- **INSTRUCTION**:
Retype all of the data below exactly as it appears, line for line.

Start GIVEN DATA

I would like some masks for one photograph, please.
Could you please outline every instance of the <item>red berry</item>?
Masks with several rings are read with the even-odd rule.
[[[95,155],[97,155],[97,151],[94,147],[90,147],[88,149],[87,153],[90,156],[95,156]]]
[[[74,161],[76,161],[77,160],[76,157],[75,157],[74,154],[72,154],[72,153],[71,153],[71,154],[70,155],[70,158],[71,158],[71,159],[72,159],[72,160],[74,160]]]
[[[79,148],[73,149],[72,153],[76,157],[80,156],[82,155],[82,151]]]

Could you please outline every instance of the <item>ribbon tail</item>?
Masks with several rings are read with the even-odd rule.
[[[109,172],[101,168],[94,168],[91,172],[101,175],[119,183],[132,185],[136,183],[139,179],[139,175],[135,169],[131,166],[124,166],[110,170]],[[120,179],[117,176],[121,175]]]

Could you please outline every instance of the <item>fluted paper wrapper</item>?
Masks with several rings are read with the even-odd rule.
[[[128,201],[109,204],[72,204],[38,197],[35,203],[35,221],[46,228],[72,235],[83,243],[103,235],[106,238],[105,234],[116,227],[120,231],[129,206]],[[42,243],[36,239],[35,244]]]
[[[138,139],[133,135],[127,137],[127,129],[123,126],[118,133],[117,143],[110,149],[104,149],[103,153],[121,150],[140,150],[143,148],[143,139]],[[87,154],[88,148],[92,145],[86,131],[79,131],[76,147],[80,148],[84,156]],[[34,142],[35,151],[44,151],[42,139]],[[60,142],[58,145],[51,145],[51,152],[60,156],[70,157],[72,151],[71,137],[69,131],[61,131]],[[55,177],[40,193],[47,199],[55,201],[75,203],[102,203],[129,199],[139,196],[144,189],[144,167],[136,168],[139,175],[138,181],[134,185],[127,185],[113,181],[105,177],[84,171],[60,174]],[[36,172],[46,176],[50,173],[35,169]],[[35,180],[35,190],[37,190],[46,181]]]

End GIVEN DATA

- **SOLUTION**:
I would like some masks for one photograph, please.
Could you please outline every instance of the <item>red berry</item>?
Masks with several rings are read with the even-odd rule.
[[[95,155],[97,155],[97,151],[94,147],[90,147],[88,149],[87,153],[90,156],[95,156]]]
[[[74,161],[76,161],[77,160],[76,157],[75,157],[74,154],[72,154],[72,153],[71,153],[71,154],[70,155],[70,158],[71,158],[71,159],[72,159],[72,160],[74,160]]]
[[[79,148],[73,149],[72,153],[76,157],[80,156],[82,155],[82,151]]]

Could you please outline every instance of the <item>ribbon tail</item>?
Masks with several rings are read with the even-odd rule.
[[[109,172],[101,168],[94,168],[91,172],[101,175],[119,183],[132,185],[136,183],[139,179],[139,175],[135,169],[131,166],[124,166],[110,170]],[[120,179],[117,176],[121,175]]]

Could you please outline every instance of the <item>fluted paper wrapper</item>?
Masks with several rings are read with the even-odd rule.
[[[128,201],[109,204],[72,204],[38,197],[35,203],[35,221],[46,228],[72,235],[83,243],[103,235],[106,238],[105,234],[116,227],[120,231],[129,206]],[[42,243],[36,239],[35,244]]]
[[[138,139],[133,135],[127,137],[127,129],[123,126],[118,133],[117,143],[110,149],[104,149],[103,153],[121,150],[140,150],[143,148],[143,139]],[[87,154],[88,148],[92,145],[86,131],[79,131],[76,147],[80,148],[84,156]],[[34,142],[35,151],[44,151],[42,139]],[[60,142],[58,145],[51,145],[51,152],[60,156],[70,157],[72,151],[71,137],[69,131],[61,131]],[[55,177],[40,193],[47,199],[55,201],[75,203],[102,203],[129,199],[139,196],[144,189],[144,167],[136,168],[139,175],[138,181],[134,185],[127,185],[113,181],[105,177],[84,171],[60,174]],[[36,172],[46,176],[50,173],[35,169]],[[35,180],[35,190],[37,190],[46,181]]]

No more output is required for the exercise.